Prever as consequências
Talvez antecipando a reeleição de Donald Trump para a Presidência dos EUA, no dia anterior às eleições, a Federação Nacional dos Retalhistas (National Retail Federation – NRF) publicou um relatório segundo o qual, se forem aplicadas novas tarifas sobre as importações para os EUA (tal como proposto pelo então candidato Trump), os consumidores poderão perder entre 46 e 78 mil milhões de dólares de poder de compra por ano.
O novo estudo analisa a forma como a tarifa universal de 10-20% sobre as importações de todos os países estrangeiros e uma tarifa adicional de 60-100% sobre as importações especificamente da China teriam impacto nestas seis categorias de produtos de consumo: vestuário, brinquedos, mobiliário, eletrodomésticos, calçado e artigos de viagem.
“Os retalhistas dependem fortemente de produtos e componentes de fabrico importados para poderem oferecer aos seus clientes uma variedade de produtos a preços acessíveis”, afirmou Jonathan Gold, vice-presidente da cadeia de abastecimento e política aduaneira da NRF, num comunicado. “Uma tarifa é um imposto pago pelo importador dos EUA, não por um país estrangeiro ou pelo exportador. Este imposto acaba por sair dos bolsos dos consumidores através de preços mais elevados”.
O relatório conclui que, mesmo com alguns fabricantes americanos a beneficiarem dos direitos aduaneiros, os ganhos para os produtores americanos e para o Treasury provenientes das receitas dos direitos aduaneiros não compensam as perdas globais para os consumidores.
A organização deu alguns exemplos para fundamentar a sua posição. Um forno de 40 dólares custaria aos consumidores 48 a 52 dólares após as tarifas. O preço de um par de sapatos desportivos de 50 dólares passaria para 59 a 64 dólares e um conjunto de colchão e estrado de molas de 2.000 dólares acabaria por custar 2.128 a 2.190 dólares.
As principais conclusões do estudo realizado pela NRF incluem:
- As tarifas propostas para as seis categorias de produtos referidas, por si só, reduziriam o poder de compra dos consumidores americanos em 46 a 78 mil milhões de dólares por ano de aplicação das tarifas.
- Os direitos aduaneiros propostos teriam um impacto significativo e prejudicial nos custos de uma vasta gama de produtos de consumo vendidos nos Estados Unidos, em especial nos produtos em que a China é o principal fornecedor.
- O aumento dos custos resultante das tarifas propostas seria demasiado grande para ser absorvido pelos retalhistas americanos e resultaria em preços mais elevados do que muitos consumidores estariam dispostos ou seriam capazes de pagar.

● CONTEÚDO DOS REGISTOS:
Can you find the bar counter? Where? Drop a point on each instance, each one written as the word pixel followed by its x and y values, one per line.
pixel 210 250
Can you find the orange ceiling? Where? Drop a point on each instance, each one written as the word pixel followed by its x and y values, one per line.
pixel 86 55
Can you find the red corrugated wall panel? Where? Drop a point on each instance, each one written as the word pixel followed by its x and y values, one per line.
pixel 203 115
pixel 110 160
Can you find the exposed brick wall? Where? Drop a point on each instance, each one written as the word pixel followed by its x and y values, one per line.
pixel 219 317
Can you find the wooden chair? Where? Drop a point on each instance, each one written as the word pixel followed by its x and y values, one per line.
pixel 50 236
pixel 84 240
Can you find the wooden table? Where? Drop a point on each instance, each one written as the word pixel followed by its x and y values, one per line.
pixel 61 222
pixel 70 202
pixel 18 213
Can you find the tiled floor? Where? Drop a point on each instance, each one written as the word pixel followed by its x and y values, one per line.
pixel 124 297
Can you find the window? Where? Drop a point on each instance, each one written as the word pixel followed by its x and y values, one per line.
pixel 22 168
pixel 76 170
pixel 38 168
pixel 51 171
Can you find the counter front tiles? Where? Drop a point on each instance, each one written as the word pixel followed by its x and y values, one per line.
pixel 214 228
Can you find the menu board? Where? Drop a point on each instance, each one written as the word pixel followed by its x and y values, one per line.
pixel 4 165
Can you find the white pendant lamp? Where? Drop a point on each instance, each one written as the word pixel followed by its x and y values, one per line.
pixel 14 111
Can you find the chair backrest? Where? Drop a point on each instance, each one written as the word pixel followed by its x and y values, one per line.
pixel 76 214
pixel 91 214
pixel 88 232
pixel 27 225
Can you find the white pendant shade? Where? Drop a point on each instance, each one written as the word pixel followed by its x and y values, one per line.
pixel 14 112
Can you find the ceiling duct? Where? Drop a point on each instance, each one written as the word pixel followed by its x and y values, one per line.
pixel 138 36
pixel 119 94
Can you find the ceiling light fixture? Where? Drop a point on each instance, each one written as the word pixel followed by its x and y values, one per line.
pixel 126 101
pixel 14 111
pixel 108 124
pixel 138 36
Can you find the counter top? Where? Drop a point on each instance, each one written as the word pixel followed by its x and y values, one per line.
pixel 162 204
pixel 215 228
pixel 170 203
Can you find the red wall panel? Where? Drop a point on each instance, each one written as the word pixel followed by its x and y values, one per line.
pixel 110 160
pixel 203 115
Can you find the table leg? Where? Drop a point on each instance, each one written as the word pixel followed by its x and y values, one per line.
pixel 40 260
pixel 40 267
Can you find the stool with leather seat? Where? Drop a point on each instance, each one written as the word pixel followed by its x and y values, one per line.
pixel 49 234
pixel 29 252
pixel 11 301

---

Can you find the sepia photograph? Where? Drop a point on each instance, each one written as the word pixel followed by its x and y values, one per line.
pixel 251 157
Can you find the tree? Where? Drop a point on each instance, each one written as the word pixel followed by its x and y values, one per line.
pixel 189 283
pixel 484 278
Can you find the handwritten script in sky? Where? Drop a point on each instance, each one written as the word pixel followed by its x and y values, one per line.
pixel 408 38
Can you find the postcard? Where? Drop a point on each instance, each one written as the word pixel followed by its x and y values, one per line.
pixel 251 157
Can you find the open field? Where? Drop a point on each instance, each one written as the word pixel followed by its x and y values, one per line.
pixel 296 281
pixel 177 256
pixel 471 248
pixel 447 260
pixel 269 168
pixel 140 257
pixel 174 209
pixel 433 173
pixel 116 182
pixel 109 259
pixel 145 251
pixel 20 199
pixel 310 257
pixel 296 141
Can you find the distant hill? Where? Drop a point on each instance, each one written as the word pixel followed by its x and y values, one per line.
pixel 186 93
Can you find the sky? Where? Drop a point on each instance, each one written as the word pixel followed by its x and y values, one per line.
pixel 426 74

● TAREFAS:
(1) Repete, tal como aparece nos registos, o trecho que vai da linha que contém "Can you find the sky?" até à linha que contém "pixel 426 74", ambas incluídas.
(2) Prossegue o texto sobre o relatório da NRF acerca das novas tarifas de importação a partir do ponto onde ele termina.

● RESPOSTAS:
(1)
Can you find the sky? Where? Drop a point on each instance, each one written as the word pixel followed by its x and y values, one per line.
pixel 426 74

(2)
- Os consumidores pagariam entre 13,9 mil milhões e 24 mil milhões de dólares a mais pelo vestuário; entre 8,8 mil milhões e 14,2 mil milhões de dólares a mais pelos brinquedos; entre 8,5 mil milhões e 13,1 mil milhões de dólares a mais pelo mobiliário; entre 6,4 mil milhões e 10,9 mil milhões de dólares a mais pelos eletrodomésticos; entre 6,4 mil milhões e 10,7 mil milhões de dólares a mais pelo calçado e entre 2,2 mil milhões e 3,9 mil milhões de dólares a mais pelos artigos de viagem.
- Com base no comércio atual, as taxas médias dos direitos aduaneiros para todas as categorias examinadas excederiam 50% no cenário extremo de direitos aduaneiros, o que implicaria que na maioria dos casos, o preço dos produtos subiria em um ou dois dígitos.
Impacto em toda a cadeia
As tarifas sobre o comércio externo – em especial da China – poderão criar problemas para uma série de indústrias americanas que dependem da produção no estrangeiro.
Ram Ben Tzion, cofundador e diretor executivo da plataforma de verificação digital Publican, afirma que isso será especialmente verdadeiro para a Apple, uma empresa que terá de “reconsiderar seriamente” a sua cadeia de abastecimento. Embora a Apple tenha exportado mais de 6 mil milhões de dólares em iPhones da Índia até este momento em 2024, a grande maioria da sua produção de telefones, tablets, auscultadores e computadores ainda está baseada na China.
A indústria do comércio eletrónico também não seria poupada, com Ben Tzion a teorizar que o retalhista chinês Temu poderia simplesmente desaparecer dos EUA num futuro próximo. “A Temu pode desaparecer tão rapidamente como apareceu”, afirma. “A aplicação rigorosa e as tarifas aplicadas aos produtos da Temu vão simplesmente eliminá-la do mercado”.
Ben Tzion acrescenta que isso pode ser uma vantagem para a Amazon, que, segundo ele, tem a vantagem de ter uma proposta de valor, um mecanismo de fornecimento e uma presença nos EUA que não depende tanto da China. E se a Temu se visse forçada a sair dos EUA devido a pesadas tarifas e a uma aplicação mais rigorosa e interpretação mais restritiva das normas, a Amazon poderia recuperar grande parte da quota de mercado que perdeu para o concorrente chinês do comércio eletrónico durante os últimos anos.
Tudo isto partindo do princípio de que Trump vai cumprir as suas promessas de campanha. Embora Ben Tzion esteja confiante de que Trump avançará com as tarifas sobre a China, continua cético de que a proposta de uma taxa de 10% sobre todas as importações estrangeiras se concretize, citando a diferença entre as promessas de campanha e a realidade.
Breteau concorda com esta opinião, salientando que muitos fabricantes fora da China ainda não estão a carregar no botão de pânico.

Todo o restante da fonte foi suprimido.